(Bounding-box records)
# # # # # # #

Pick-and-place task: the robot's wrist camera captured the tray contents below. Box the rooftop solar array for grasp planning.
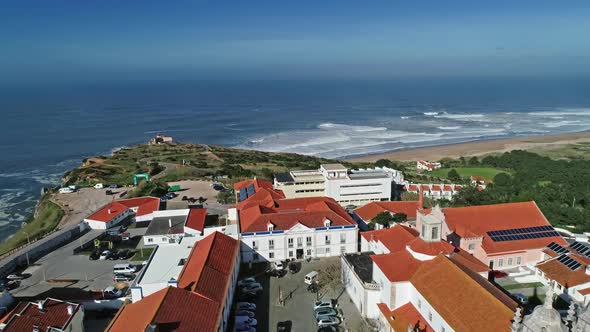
[570,242,590,258]
[547,242,570,254]
[557,255,582,270]
[239,184,256,202]
[487,226,559,242]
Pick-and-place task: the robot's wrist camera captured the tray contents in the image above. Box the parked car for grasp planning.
[236,310,256,318]
[277,320,293,332]
[512,293,529,304]
[98,250,112,261]
[315,308,338,320]
[318,316,340,327]
[117,249,130,259]
[272,261,285,270]
[241,282,263,293]
[102,286,123,299]
[238,277,256,287]
[6,273,25,280]
[313,300,334,311]
[235,316,258,326]
[88,250,100,261]
[236,302,256,311]
[289,262,301,273]
[113,273,135,282]
[307,282,320,293]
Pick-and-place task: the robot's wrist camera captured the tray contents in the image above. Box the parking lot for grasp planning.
[236,257,366,332]
[12,229,145,298]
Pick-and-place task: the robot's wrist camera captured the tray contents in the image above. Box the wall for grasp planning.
[0,223,89,277]
[240,225,358,262]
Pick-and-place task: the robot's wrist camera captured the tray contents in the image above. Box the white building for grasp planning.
[84,197,160,229]
[234,180,358,262]
[274,164,404,206]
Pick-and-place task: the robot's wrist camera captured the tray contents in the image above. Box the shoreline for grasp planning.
[345,131,590,162]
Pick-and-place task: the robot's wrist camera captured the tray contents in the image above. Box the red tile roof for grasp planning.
[238,193,356,232]
[117,196,160,216]
[371,250,423,282]
[2,298,81,332]
[354,201,420,222]
[190,209,207,232]
[107,232,240,332]
[86,197,160,223]
[443,202,567,254]
[106,286,221,332]
[410,255,514,332]
[361,225,420,252]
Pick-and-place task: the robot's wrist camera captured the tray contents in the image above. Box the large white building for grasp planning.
[274,164,404,206]
[234,180,358,262]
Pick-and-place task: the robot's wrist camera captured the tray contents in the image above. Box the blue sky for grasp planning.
[0,0,590,81]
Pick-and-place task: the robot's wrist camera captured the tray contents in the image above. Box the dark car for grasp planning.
[289,262,301,273]
[117,249,129,259]
[277,320,293,332]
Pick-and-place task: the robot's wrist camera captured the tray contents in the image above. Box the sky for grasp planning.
[0,0,590,83]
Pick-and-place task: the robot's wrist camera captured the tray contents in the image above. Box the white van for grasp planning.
[113,264,136,274]
[304,271,318,285]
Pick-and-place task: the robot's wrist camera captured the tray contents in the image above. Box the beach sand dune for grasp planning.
[351,131,590,162]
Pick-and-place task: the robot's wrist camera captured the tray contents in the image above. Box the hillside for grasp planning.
[64,144,356,186]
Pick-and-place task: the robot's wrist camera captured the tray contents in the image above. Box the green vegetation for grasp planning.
[64,144,346,188]
[129,248,154,262]
[430,167,507,181]
[0,195,64,255]
[452,150,590,232]
[502,282,543,290]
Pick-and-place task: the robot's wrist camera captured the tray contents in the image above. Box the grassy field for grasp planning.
[428,167,509,180]
[0,196,64,255]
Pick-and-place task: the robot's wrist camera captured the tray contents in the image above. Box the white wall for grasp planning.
[240,225,358,262]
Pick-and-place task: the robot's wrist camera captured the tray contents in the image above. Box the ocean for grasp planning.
[0,78,590,239]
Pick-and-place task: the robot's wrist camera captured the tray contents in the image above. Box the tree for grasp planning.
[393,213,408,224]
[371,211,395,228]
[447,168,461,181]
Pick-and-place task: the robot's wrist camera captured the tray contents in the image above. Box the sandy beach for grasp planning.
[351,131,590,162]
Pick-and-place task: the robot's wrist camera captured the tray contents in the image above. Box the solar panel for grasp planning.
[248,184,256,197]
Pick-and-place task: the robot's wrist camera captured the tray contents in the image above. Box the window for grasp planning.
[430,226,438,240]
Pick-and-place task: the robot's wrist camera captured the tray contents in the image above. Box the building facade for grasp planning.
[274,164,404,206]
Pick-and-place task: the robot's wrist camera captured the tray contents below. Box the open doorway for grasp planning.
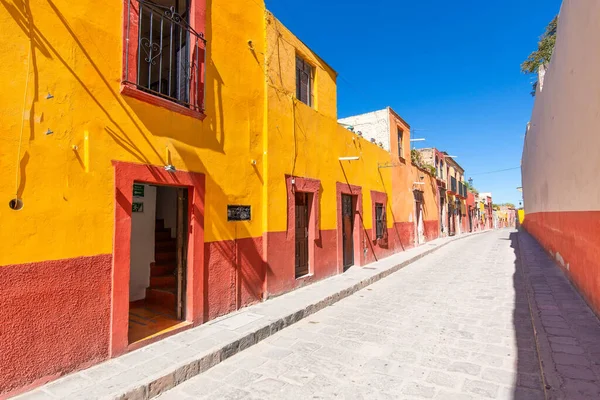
[128,183,188,344]
[295,192,312,279]
[342,194,356,271]
[413,190,425,246]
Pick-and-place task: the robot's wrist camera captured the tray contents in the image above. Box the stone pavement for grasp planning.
[519,232,600,400]
[19,230,486,399]
[159,230,548,400]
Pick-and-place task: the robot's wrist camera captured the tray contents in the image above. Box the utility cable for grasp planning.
[15,46,31,200]
[469,166,521,176]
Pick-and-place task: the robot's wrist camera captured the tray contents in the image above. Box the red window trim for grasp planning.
[371,190,388,245]
[335,182,365,274]
[121,0,206,120]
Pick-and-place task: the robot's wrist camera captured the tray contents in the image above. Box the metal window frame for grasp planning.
[122,0,206,112]
[296,54,315,107]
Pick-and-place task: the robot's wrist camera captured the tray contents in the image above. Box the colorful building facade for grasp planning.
[0,0,440,396]
[418,148,469,236]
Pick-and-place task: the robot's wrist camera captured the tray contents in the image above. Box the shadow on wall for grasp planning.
[174,145,266,320]
[509,232,543,400]
[0,0,264,328]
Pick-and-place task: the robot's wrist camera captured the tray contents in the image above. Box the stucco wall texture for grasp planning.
[0,0,438,396]
[522,0,600,313]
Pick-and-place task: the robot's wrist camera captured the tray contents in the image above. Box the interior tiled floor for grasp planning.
[128,300,181,344]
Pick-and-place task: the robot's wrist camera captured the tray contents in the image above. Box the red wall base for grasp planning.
[0,254,112,394]
[204,237,266,321]
[523,211,600,315]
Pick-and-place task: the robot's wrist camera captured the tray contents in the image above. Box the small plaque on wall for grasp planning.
[133,183,144,197]
[227,205,250,221]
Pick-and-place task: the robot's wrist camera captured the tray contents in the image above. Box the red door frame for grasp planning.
[109,161,206,357]
[336,182,365,274]
[285,175,321,279]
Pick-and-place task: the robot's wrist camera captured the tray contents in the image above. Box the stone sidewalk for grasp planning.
[18,232,488,400]
[158,229,544,400]
[518,231,600,400]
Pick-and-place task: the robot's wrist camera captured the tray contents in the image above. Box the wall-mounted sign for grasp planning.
[227,205,250,221]
[133,183,145,197]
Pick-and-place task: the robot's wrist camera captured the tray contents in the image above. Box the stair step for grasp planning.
[154,229,171,242]
[150,274,177,289]
[154,239,177,251]
[146,288,177,308]
[154,251,177,262]
[150,262,177,277]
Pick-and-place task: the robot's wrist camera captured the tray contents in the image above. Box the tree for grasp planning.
[521,15,558,96]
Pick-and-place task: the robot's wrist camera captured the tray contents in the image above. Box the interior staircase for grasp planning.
[146,219,177,310]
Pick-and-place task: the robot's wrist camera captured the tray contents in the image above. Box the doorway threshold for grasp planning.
[127,300,192,351]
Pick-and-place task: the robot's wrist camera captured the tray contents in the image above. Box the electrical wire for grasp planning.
[15,46,31,199]
[470,166,521,176]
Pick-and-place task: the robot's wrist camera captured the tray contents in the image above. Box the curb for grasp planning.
[517,228,564,400]
[25,230,491,400]
[120,230,491,400]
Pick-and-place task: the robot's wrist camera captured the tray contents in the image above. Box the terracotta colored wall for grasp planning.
[519,0,600,314]
[0,0,438,393]
[0,254,112,394]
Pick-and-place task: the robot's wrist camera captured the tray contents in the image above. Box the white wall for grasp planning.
[129,185,156,301]
[522,0,600,214]
[338,108,390,151]
[156,186,177,238]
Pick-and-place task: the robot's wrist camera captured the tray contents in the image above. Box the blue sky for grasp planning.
[266,0,561,205]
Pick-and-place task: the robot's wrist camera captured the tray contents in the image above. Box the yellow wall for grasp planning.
[517,210,525,225]
[266,14,392,231]
[0,0,437,265]
[0,0,268,265]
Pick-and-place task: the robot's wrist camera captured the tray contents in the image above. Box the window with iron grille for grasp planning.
[296,56,313,107]
[375,203,386,239]
[396,128,404,158]
[123,0,206,111]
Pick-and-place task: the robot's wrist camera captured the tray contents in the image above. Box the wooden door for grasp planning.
[176,188,188,320]
[342,194,354,269]
[296,193,308,278]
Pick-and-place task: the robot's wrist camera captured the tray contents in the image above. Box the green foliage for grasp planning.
[410,149,436,176]
[521,16,558,96]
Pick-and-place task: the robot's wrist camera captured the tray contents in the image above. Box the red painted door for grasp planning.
[342,194,354,270]
[296,193,308,278]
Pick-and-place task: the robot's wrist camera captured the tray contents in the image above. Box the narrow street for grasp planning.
[160,229,544,400]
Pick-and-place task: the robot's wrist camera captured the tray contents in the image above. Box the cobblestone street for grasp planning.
[160,230,544,400]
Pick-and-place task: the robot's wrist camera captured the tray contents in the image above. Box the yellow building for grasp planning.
[0,0,438,395]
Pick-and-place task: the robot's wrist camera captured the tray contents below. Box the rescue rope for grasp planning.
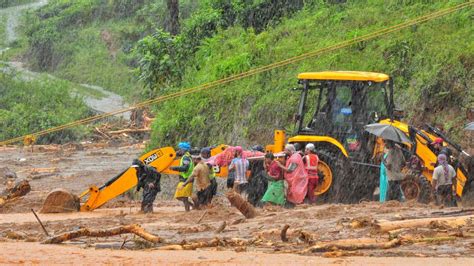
[0,1,474,146]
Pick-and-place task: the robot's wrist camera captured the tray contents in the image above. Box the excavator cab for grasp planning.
[295,71,393,155]
[286,71,474,203]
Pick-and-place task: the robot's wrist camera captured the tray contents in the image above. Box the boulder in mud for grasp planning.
[40,188,80,213]
[0,180,31,201]
[0,167,17,180]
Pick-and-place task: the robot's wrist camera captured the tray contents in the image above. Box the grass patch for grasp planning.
[0,0,35,8]
[151,1,474,146]
[0,73,91,144]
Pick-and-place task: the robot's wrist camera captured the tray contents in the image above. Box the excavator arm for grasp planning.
[79,144,227,211]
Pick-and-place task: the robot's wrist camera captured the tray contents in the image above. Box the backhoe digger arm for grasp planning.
[79,144,227,211]
[80,147,179,211]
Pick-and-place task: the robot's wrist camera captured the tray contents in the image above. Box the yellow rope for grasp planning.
[0,1,474,146]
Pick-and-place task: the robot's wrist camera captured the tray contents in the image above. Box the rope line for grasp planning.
[0,1,474,146]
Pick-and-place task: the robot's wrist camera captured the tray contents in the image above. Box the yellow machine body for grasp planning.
[79,144,228,211]
[380,119,467,197]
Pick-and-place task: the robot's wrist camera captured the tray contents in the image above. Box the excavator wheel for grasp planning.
[418,176,432,204]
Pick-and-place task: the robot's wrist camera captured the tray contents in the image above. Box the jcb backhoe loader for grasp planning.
[267,71,472,203]
[79,144,227,211]
[80,71,474,211]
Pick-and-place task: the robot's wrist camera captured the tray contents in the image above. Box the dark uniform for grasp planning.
[134,162,161,213]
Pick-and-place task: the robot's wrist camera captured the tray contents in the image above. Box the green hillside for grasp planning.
[0,72,92,144]
[5,0,474,146]
[146,1,474,148]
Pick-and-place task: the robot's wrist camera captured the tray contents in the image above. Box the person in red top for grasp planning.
[304,143,319,203]
[262,153,286,206]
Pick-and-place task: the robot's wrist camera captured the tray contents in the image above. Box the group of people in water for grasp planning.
[132,142,319,213]
[379,138,457,206]
[132,135,456,212]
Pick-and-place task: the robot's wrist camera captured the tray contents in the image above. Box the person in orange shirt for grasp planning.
[304,143,319,203]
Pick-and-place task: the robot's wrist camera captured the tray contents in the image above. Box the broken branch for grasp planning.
[301,238,401,254]
[43,224,162,244]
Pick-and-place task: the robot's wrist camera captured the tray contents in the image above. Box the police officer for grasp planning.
[200,147,217,204]
[171,142,194,211]
[132,159,161,213]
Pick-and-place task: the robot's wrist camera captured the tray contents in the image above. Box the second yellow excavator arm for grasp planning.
[79,144,227,211]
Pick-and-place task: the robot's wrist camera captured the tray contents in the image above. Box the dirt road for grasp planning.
[0,144,474,265]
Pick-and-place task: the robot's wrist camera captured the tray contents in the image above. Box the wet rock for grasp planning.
[5,231,27,240]
[0,180,31,201]
[0,167,17,181]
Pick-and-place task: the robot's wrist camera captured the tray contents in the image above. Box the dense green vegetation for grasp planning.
[20,0,201,96]
[146,1,474,148]
[0,14,7,46]
[0,0,34,8]
[4,0,474,148]
[0,73,91,143]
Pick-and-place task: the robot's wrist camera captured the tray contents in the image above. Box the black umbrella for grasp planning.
[464,122,474,130]
[364,124,412,143]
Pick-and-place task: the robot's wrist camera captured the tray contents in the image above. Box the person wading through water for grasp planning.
[303,143,319,203]
[278,144,308,207]
[229,146,249,194]
[262,153,286,206]
[432,154,457,207]
[201,147,217,204]
[182,156,212,209]
[131,159,161,213]
[170,142,194,211]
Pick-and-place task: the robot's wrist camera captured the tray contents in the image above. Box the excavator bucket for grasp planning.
[80,147,177,211]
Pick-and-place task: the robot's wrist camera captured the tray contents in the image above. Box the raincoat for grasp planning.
[285,153,308,204]
[379,153,388,202]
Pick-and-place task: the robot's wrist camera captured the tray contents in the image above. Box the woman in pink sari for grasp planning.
[280,144,308,204]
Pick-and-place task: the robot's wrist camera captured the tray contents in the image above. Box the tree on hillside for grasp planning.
[166,0,179,35]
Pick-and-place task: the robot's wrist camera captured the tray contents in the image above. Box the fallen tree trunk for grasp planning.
[107,128,151,135]
[43,224,162,244]
[374,215,474,232]
[226,191,257,219]
[301,238,401,254]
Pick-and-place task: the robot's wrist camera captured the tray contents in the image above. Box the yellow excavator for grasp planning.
[267,71,473,203]
[79,144,227,211]
[80,71,474,211]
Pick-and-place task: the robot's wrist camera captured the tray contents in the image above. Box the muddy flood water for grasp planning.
[0,144,474,265]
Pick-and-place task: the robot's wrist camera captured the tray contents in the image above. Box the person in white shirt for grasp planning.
[432,153,456,206]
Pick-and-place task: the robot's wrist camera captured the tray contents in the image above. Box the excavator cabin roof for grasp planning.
[298,71,390,82]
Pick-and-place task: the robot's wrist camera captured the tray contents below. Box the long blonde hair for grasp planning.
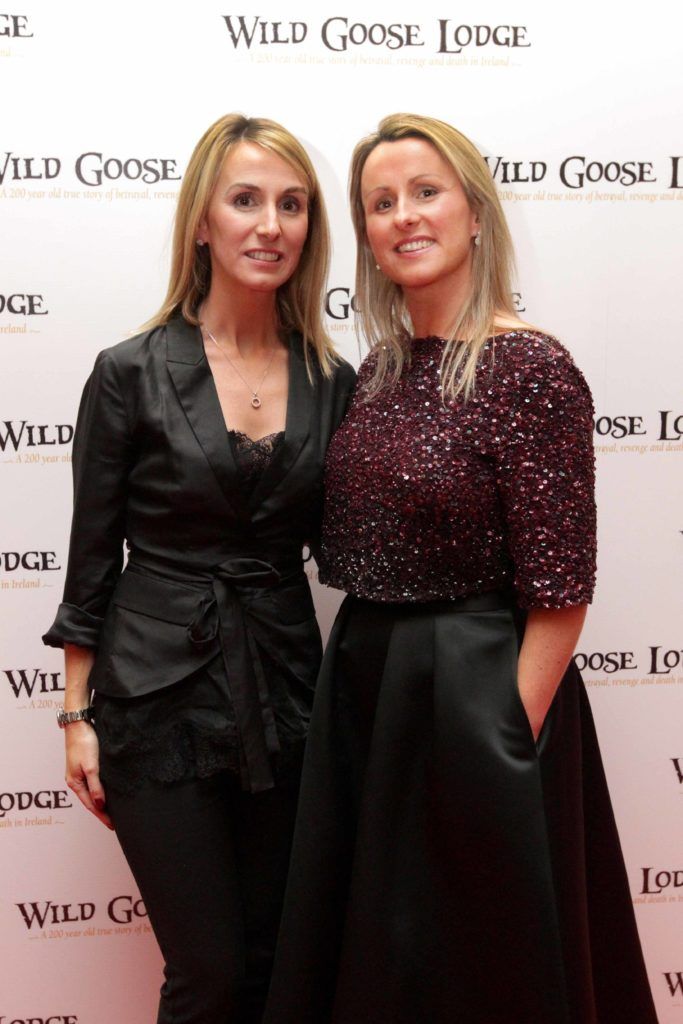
[144,114,336,377]
[349,114,517,400]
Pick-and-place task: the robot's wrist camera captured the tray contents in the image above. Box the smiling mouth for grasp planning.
[396,239,434,253]
[246,249,283,263]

# # # # # # #

WHAT YOU HAVE TO DO >> Arrange the items starting with the line containing "painted door for grasp planning." and going on through the line containing "[0,73,91,144]" as a two-column CSV with the header instruction,boxes. Give one row per item, holding its text and its answer, each in a single quoted field with line breaks turned into spaces, and leave the pictures out.

ANSWER TO THIS EXERCISE >>
instruction,boxes
"Pick-and-place task: the robot's wrist camera captured the tray contents in the image above. Box the red painted door for grasp planning.","[342,194,354,270] [296,193,308,278]"
"Pick-and-place task: the robot's wrist camera captured the tray contents in the image above. Box the narrow street for grasp planning.","[160,229,544,400]"
"Pick-and-place task: the robot's wrist camera captured the tray contents in the image above. Box the cobblestone street for grasp planning.","[160,230,544,400]"
"Pick-and-place task: the robot's wrist camera captured the tray contents in the image above. Box the yellow building for grasp planning.","[0,0,438,395]"
"Pick-and-place task: the robot's wrist camera captured the tray contents below. Box the rescue rope for grasp planning.","[0,1,474,146]"
"Pick-and-place task: the robot's wrist camera captured the tray contents in the image above. Box the excavator cab for grasp planning.","[295,71,393,155] [286,71,474,203]"
"Pick-and-place task: the robot's wrist camera captured the tray contents in the image above. Box the boulder in mud for grasp planning.","[40,188,80,213] [0,180,31,201] [0,167,17,180]"
"Pick-and-place task: the robot's wrist camera captured the tray contents in the image above. Box the grass patch for grasp planning.","[0,0,35,8] [151,1,474,146] [0,73,91,144]"